Only the lines from the one containing "Thank you for the photo. Please point out the dance mask" through the end of the entries are to be copied, exactly and without pictures, please.
|---|
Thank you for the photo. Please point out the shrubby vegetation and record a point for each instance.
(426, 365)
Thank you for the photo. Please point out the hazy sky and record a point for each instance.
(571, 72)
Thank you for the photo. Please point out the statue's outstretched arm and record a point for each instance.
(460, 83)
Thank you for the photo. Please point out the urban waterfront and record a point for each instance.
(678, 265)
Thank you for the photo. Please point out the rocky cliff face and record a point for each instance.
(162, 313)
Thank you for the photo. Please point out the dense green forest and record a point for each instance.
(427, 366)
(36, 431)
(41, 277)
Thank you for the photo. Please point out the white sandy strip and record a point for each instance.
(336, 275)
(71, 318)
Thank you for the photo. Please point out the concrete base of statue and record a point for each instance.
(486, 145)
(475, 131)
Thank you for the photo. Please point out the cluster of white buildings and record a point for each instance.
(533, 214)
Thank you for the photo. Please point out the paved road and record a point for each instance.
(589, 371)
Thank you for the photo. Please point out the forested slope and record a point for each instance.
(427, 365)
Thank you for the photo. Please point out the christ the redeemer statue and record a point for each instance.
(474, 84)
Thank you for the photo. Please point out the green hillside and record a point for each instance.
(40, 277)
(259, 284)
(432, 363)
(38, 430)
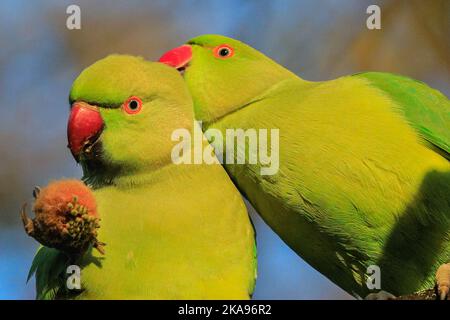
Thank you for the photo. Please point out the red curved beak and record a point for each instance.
(178, 57)
(85, 125)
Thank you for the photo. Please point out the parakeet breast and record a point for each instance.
(356, 185)
(173, 238)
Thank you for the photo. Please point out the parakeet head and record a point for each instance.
(123, 112)
(223, 74)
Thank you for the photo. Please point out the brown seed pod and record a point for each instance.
(65, 217)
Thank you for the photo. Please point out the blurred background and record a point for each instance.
(317, 39)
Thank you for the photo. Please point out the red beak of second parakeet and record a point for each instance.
(84, 128)
(178, 58)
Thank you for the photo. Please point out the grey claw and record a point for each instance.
(27, 222)
(36, 191)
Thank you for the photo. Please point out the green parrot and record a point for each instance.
(172, 231)
(364, 174)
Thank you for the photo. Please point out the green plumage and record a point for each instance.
(172, 231)
(363, 177)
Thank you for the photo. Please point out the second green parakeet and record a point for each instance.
(171, 231)
(364, 175)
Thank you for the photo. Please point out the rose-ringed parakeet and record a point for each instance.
(172, 231)
(364, 172)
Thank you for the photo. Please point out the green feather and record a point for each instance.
(426, 109)
(49, 266)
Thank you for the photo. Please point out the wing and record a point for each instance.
(49, 267)
(426, 109)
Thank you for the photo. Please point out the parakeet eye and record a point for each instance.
(223, 51)
(133, 105)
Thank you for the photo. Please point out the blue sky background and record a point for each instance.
(319, 40)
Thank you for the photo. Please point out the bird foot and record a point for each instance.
(380, 295)
(27, 222)
(443, 281)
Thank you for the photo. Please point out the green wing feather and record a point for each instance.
(426, 109)
(49, 267)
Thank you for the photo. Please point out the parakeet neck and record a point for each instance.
(210, 107)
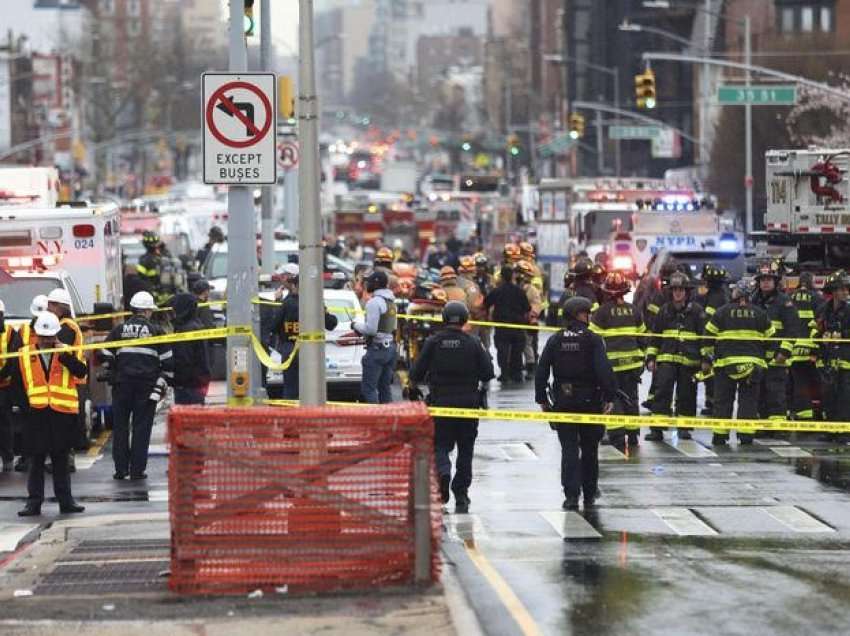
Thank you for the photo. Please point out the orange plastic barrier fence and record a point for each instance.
(314, 499)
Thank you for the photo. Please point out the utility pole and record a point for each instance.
(311, 368)
(241, 240)
(748, 125)
(266, 205)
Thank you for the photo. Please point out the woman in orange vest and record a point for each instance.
(49, 381)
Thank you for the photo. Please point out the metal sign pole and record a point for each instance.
(311, 369)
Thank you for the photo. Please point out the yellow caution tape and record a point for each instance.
(615, 421)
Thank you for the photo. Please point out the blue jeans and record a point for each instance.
(189, 395)
(378, 368)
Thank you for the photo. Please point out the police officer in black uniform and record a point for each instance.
(457, 369)
(584, 382)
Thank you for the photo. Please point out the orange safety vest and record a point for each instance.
(58, 391)
(4, 349)
(78, 341)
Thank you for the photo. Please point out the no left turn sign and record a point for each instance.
(239, 128)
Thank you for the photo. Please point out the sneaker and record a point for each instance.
(461, 504)
(445, 493)
(570, 503)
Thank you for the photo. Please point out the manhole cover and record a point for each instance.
(108, 567)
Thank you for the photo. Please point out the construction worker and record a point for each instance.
(584, 382)
(26, 333)
(525, 273)
(150, 263)
(786, 325)
(59, 304)
(379, 328)
(739, 360)
(805, 378)
(674, 357)
(141, 374)
(833, 323)
(285, 328)
(449, 283)
(510, 305)
(716, 294)
(457, 369)
(52, 408)
(617, 322)
(10, 341)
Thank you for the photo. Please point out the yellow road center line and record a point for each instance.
(503, 591)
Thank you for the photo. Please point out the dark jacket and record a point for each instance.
(191, 364)
(142, 363)
(453, 363)
(509, 303)
(583, 377)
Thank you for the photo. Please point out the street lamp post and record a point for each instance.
(614, 72)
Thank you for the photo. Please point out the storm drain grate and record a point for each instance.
(108, 567)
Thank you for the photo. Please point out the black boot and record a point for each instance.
(445, 493)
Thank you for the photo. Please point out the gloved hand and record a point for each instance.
(159, 390)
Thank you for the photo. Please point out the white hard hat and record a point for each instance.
(38, 304)
(289, 269)
(142, 300)
(46, 324)
(60, 296)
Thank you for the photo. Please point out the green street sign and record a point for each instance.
(634, 132)
(763, 95)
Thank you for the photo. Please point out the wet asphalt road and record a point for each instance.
(686, 539)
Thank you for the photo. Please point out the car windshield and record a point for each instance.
(342, 308)
(18, 293)
(598, 225)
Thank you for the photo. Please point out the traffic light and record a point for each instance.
(576, 126)
(514, 147)
(249, 18)
(286, 99)
(645, 89)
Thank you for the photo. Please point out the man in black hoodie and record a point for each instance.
(191, 365)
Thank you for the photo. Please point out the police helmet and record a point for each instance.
(455, 313)
(377, 280)
(577, 305)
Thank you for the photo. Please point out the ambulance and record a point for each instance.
(80, 238)
(27, 185)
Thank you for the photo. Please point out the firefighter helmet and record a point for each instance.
(679, 280)
(527, 250)
(577, 305)
(467, 265)
(447, 273)
(511, 252)
(772, 269)
(455, 313)
(524, 268)
(714, 273)
(616, 284)
(835, 281)
(583, 267)
(384, 256)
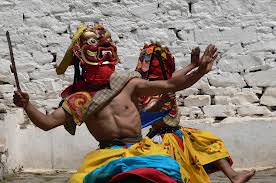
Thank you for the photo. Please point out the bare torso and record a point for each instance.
(119, 119)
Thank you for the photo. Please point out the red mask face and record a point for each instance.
(155, 63)
(97, 54)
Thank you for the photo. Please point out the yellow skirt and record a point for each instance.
(101, 157)
(193, 149)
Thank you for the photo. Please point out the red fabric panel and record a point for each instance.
(148, 174)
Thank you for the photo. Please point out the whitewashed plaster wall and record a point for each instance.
(241, 84)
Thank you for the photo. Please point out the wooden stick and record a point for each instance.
(12, 66)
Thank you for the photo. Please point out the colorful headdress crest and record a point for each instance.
(155, 62)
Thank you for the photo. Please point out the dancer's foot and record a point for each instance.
(243, 176)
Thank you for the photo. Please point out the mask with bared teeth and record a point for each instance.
(97, 54)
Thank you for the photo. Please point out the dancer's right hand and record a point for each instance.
(21, 99)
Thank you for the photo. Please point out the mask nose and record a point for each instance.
(104, 42)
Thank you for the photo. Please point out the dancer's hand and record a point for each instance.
(21, 99)
(195, 57)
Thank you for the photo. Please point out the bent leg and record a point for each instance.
(235, 177)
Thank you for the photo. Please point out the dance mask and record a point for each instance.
(155, 62)
(97, 54)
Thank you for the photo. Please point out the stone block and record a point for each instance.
(187, 92)
(219, 110)
(244, 98)
(252, 110)
(184, 122)
(222, 100)
(261, 78)
(226, 79)
(220, 91)
(270, 91)
(239, 63)
(129, 61)
(42, 58)
(144, 11)
(197, 100)
(268, 100)
(191, 112)
(256, 90)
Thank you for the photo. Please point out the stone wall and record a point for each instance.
(241, 84)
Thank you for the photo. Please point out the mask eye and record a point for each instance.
(91, 41)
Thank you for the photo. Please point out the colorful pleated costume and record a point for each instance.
(114, 163)
(103, 165)
(195, 150)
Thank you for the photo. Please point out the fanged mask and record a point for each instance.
(97, 54)
(155, 62)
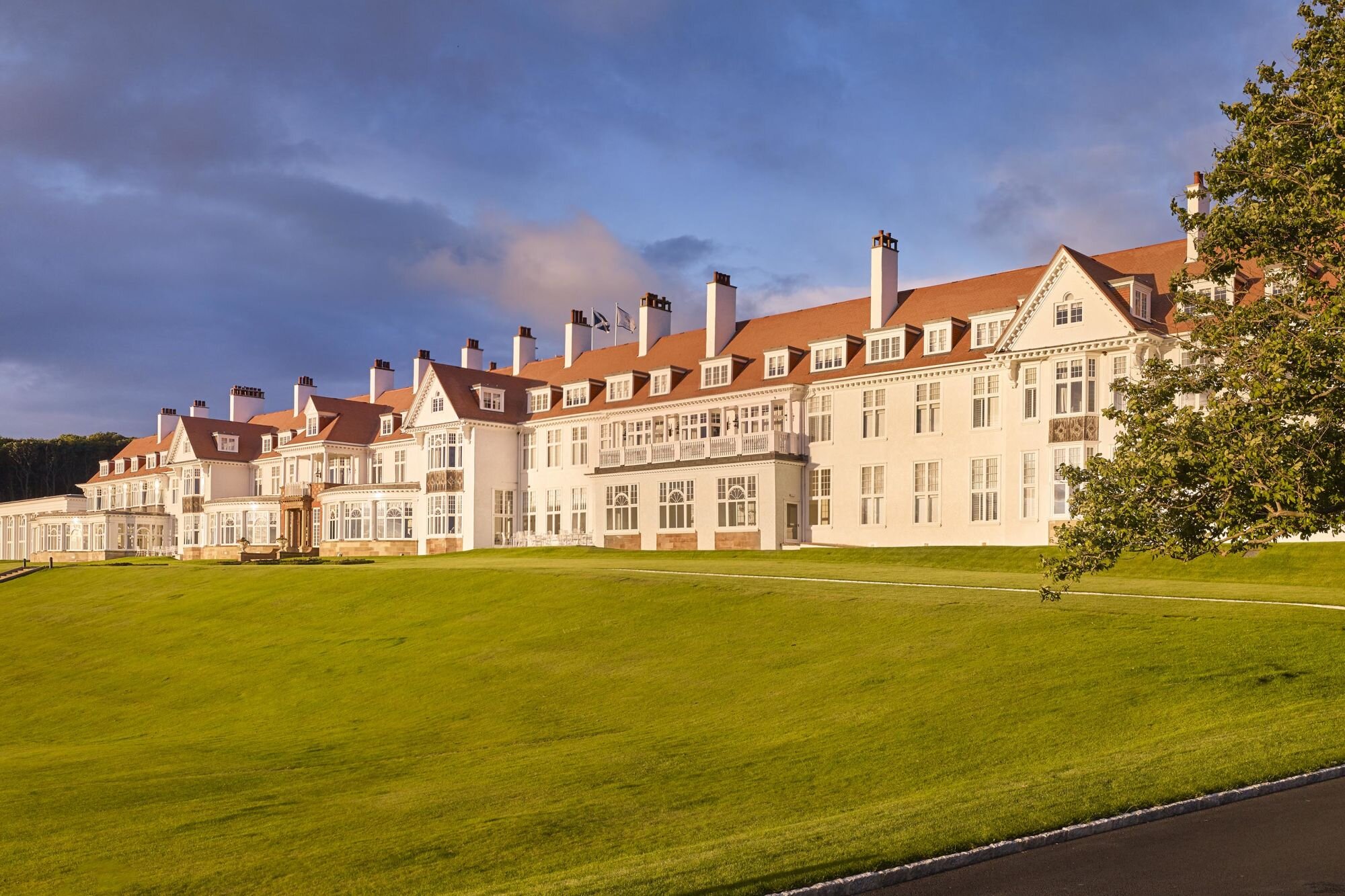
|---|
## ANSWER BELOW
Thank you for the photo. Please point out the dance mask and record a point for each instance.
(155, 62)
(97, 54)
Thank you for the photo. Please point out the stone block and record a point for each instance.
(187, 92)
(219, 110)
(244, 98)
(252, 110)
(184, 122)
(222, 100)
(261, 78)
(226, 79)
(220, 91)
(270, 91)
(239, 63)
(129, 61)
(42, 58)
(144, 11)
(197, 100)
(268, 100)
(191, 112)
(256, 90)
Thank you for the photo. Please point out the stone wall and record a point for each instance.
(241, 84)
Thank you for the photo. Please point out the mask eye and record a point for each instance.
(91, 41)
Thank you for the photo. Please point out the colorful pleated costume and record a point for each instance.
(114, 163)
(103, 165)
(195, 150)
Thank you for the photo. Please point out the fanged mask and record a point for each instance.
(97, 54)
(155, 62)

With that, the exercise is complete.